- PAGE
Funny thing is my pcv is going out again.. At 111k now. Needs a 3rd pcv valve and 2nd intake manifold.. Known problem on our cars and would like some help but @Chevy Customer Care hasn't replied back to me.. ????


Sent from AutoGuide.com Free App


----------



## AutumnCruzeRS (Sep 10, 2012)

What gets me is that the replacement part doesn't come with the same warranty.


----------



## WhiteAndBright (Mar 4, 2013)

AutumnCruzeRS said:


> What gets me is that the replacement part doesn't come with the same warranty.


I know right.. 


Sent from AutoGuide.com Free App


----------



## WhiteAndBright (Mar 4, 2013)

Beuler..... Beuler...


Sent from AutoGuide.com Free App


----------



## UpstateNYBill (Jan 14, 2012)

WhiteAndBright said:


> Funny thing is my pcv is going out again.. At 111k now. Needs a 3rd pcv valve and 2nd intake manifold.. Known problem on our cars and would like some help but @*Chevy Customer Care* hasn't replied back to me.. 


I'm still on my original intake manifold at 176k. Yes, the check valve is MIA. I don't care. Car runs fine without it. I'll just slap another PCV valve on it if it goes bad, as they typically last around 40k in my Cruze before going bad again.


----------



## AutumnCruzeRS (Sep 10, 2012)

Are getting any oil leaking at the throttle body?


----------

- DATA

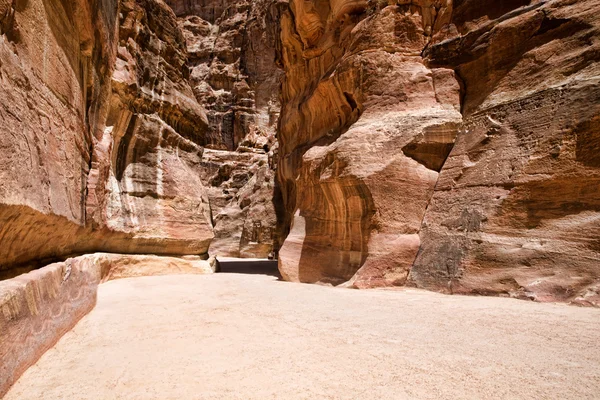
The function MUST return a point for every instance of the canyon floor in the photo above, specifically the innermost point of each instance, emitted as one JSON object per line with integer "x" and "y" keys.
{"x": 250, "y": 336}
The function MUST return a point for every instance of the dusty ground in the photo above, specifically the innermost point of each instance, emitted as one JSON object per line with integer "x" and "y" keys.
{"x": 230, "y": 336}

- REQUIREMENTS
- 1) In the forum thread, about how long do PCV valves typically last in UpstateNYBill's Cruze before going bad?
- 2) Retype the stretch of the forum thread from "I'm still on" through "the throttle body?".

- TASK RESULTS
- 1) Around 40k.

- 2)
I'm still on my original intake manifold at 176k. Yes, the check valve is MIA. I don't care. Car runs fine without it. I'll just slap another PCV valve on it if it goes bad, as they typically last around 40k in my Cruze before going bad again.


----------



## AutumnCruzeRS (Sep 10, 2012)

Are getting any oil leaking at the throttle body?